JSU Substance Abuse Policy Statement

Jacksonville State University (JSU) is committed to providing a safe work environment and to fostering the well-being and health of its employees. That commitment is jeopardized when any JSU employee illegally uses drugs on or off the job, comes to work under their influence, possesses, distributes or sells drugs in the workplace, or abuses or comes to work under the influence of alcohol. Therefore, in accordance with the federal Drug-Free Workplace Act of 1988 and in furtherance of its commitment to maintain a safe working environment, JSU has established the Drug-Free Workplace Policy (Policy #1:02:13). Violations of this policy are subject to disciplinary action up to and including termination.


Employee: all faculty, staff, and student employees

Workplace: Jacksonville State University property, vehicles, or participation in a JSU sponsored activity away from campus.

Prescription drugs: pharmaceutical drugs which legally requires a medical prescription to be dispensed as opposed to an over-the-count drug which can be purchased without a prescription.

  • It is a violation of JSU policy for any employee to use, possess, sell, trade, offer for sale, or offer to buy illegal drugs or otherwise engage in the illegal use of or attempt to use of illegal drugs on or off the job,
  • It is a violation of JSU policy for any employee to report to work under the influence of or while possessing in his or her body, blood or urine, illegal drugs in any detectable amount.

EXERCISE DATA:
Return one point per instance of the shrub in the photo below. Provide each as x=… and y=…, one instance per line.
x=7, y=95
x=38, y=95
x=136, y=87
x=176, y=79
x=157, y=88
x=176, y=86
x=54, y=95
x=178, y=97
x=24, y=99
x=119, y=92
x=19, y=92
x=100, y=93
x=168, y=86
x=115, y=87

EXPLORE THE MATERIAL:
A - Return the part of the JSU substance abuse policy statement from "Employee: all faculty, staff, and" up to and including "away from campus.", copied word for word.
B - According to the JSU substance abuse policy statement, which federal law was the Drug-Free Workplace Policy established in accordance with?
The records are separate from the JSU substance abuse policy statement.

ANSWER SECTION:
A -
Employee: all faculty, staff, and student employees

Workplace: Jacksonville State University property, vehicles, or participation in a JSU sponsored activity away from campus.

B - The federal Drug-Free Workplace Act of 1988.